*WHAT YOU SHOULD DO:*
Recast the rows below as a two-column CSV with the headers "text" and "answer," giving each row one line that holds its wording and its answer, each in a single quoted field with line breaks replaced by spaces. Leave the pictures out.

----- MATERIALS PROVIDED

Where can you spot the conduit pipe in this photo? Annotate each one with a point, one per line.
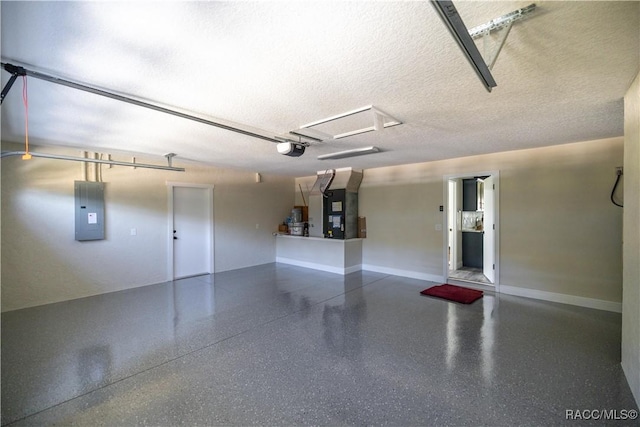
(89, 160)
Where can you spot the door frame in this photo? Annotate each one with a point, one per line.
(496, 198)
(170, 186)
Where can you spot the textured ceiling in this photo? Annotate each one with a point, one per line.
(274, 66)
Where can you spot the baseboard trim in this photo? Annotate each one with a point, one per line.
(403, 273)
(598, 304)
(321, 267)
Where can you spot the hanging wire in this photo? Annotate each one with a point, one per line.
(619, 173)
(25, 100)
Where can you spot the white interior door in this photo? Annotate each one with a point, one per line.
(452, 229)
(489, 236)
(191, 231)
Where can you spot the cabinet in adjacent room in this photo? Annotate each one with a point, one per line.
(469, 195)
(472, 249)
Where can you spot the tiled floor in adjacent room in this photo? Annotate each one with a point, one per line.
(284, 345)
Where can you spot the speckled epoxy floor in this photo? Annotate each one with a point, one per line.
(283, 345)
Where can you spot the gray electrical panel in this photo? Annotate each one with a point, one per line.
(89, 210)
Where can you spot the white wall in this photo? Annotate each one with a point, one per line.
(559, 233)
(631, 251)
(42, 263)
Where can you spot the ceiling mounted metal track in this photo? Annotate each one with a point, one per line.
(21, 71)
(501, 22)
(458, 30)
(100, 161)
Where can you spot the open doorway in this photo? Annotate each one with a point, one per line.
(472, 227)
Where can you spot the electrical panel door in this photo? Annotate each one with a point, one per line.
(334, 214)
(89, 207)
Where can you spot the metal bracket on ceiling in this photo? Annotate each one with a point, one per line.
(501, 25)
(15, 72)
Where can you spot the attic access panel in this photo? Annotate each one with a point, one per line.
(361, 120)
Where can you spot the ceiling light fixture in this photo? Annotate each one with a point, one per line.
(349, 153)
(453, 21)
(355, 122)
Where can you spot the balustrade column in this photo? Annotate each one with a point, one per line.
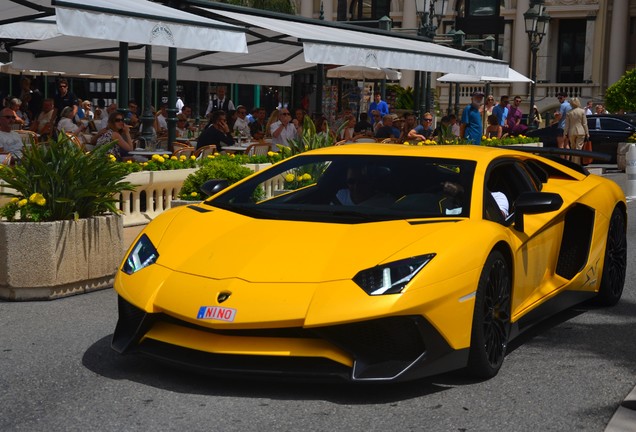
(619, 34)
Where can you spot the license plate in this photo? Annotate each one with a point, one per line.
(216, 313)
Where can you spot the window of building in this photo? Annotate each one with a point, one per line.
(571, 55)
(369, 10)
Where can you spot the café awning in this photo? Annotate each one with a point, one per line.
(286, 43)
(146, 22)
(513, 76)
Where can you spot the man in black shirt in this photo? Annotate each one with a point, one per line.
(64, 97)
(218, 133)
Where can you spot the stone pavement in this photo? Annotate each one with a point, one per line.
(130, 234)
(624, 419)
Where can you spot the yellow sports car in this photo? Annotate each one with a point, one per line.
(372, 263)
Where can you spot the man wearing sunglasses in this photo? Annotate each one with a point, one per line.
(283, 130)
(424, 130)
(64, 97)
(10, 140)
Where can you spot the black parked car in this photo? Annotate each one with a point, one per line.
(606, 131)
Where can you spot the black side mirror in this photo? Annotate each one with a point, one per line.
(535, 203)
(214, 186)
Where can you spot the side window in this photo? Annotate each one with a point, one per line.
(511, 178)
(614, 124)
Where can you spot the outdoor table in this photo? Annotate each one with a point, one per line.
(148, 153)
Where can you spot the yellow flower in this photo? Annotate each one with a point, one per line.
(37, 198)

----------

*RESPONSE TO THE EXERCISE:*
text,answer
"Where can you spot the conduit pipe in this photo? Annotate each one with a point, one per line.","(89, 160)"
"Where can you spot the door frame in this photo? Annotate each one with a point, one per line.","(496, 198) (170, 186)"
"Where can you spot the textured ceiling in this photo? Annotate each one with a point, one per line.","(274, 66)"
"Where can you spot the baseboard trim in this photo? Annotate each one with a point, one per line.","(403, 273) (598, 304) (321, 267)"
"Where can you spot the hanging wire in this photo? Annotate each one with a point, one per line.","(619, 173) (25, 100)"
"Where can you spot the white interior door in this photo? Annotate each one with a point, one per line.","(452, 229) (489, 236) (191, 231)"
"Where can you spot the cabinet in adjacent room in this photo? Annotate each one with a point, one per line.","(469, 195) (472, 249)"
"Where can you spot the tiled floor in adjacent room in this photo? Annotate each one with a point, one per line.","(284, 345)"
"Where can you spot the speckled epoxy floor in this photo? Annotate each one with a point, one per line.","(283, 345)"
"Where can you spot the gray electrical panel in this photo? Annotate each one with a point, one per line.","(89, 210)"
"Where can you spot the white wall in this photo? Annotate each one with a point, one per line.","(559, 233) (631, 251) (42, 263)"
"Where can you spot the ceiling mounted metal track in this photo? Annotate each one with a point, one per line.","(21, 71) (501, 22) (458, 30) (100, 161)"
"Where can you spot the open doorway in this photo? Annotate each one with a point, one per line.","(472, 227)"
"Where can you spot the electrical panel door in this photo? Annotate each one with a point, one per line.","(334, 214) (89, 207)"
"Where can you spot the metal bracket on ceiling in this photo? Annotate each one with a point, one per line.","(501, 25) (15, 72)"
"Where can you spot the attic access panel in this photo? Annotate each one with a point, one per line.","(361, 120)"
"Where can you spot the ceiling light fixture in this photo? Annotate each one with a point, one per line.","(349, 153) (453, 21) (355, 122)"
"Where can you spot the balustrade column in this photo? Annotate each one with a point, one per line.","(619, 34)"
"Where can you spot the license plate in this photo? Annotate each one with a point, one per line.","(216, 313)"
"Where can you spot the window of building in this photo? Annotate each one with a point, one per line.","(571, 55) (369, 10)"
"Where can you spot the café awning in this photo? Annotate each one with a point, one per line.","(286, 43) (146, 22) (513, 76)"
"Where can you spot the man in black shirt in this photo? Annotate each one with a point, one per line.","(64, 97) (218, 133)"
"Where can you spot the stone pavement in this photo? Annotate each one with a point, one per line.","(130, 234) (624, 419)"
"Where can you spot the yellow sports car in this photo? Annotate each one with a point, one per line.","(372, 263)"
"Where can you spot the man wearing sunglasses in this photo? Annotate each one with a point, one per line.","(283, 130) (424, 130) (64, 97) (10, 140)"
"Where can you spot the black parked car in this photo? Annotate each one with a point, one per line.","(606, 131)"
"Where can you spot the black side mirror in this photo? Annotate each one with a point, one per line.","(535, 203) (214, 186)"
"Where can you spot the side window in this photo? Annotate each one with a point, one per line.","(511, 178) (614, 124)"
"Where can you spot the outdoor table in this photo? Annotate each one with a point, one per line.","(148, 153)"
"Where can you spot the yellow flower in this photo? Annotate each one with a point, one per line.","(37, 198)"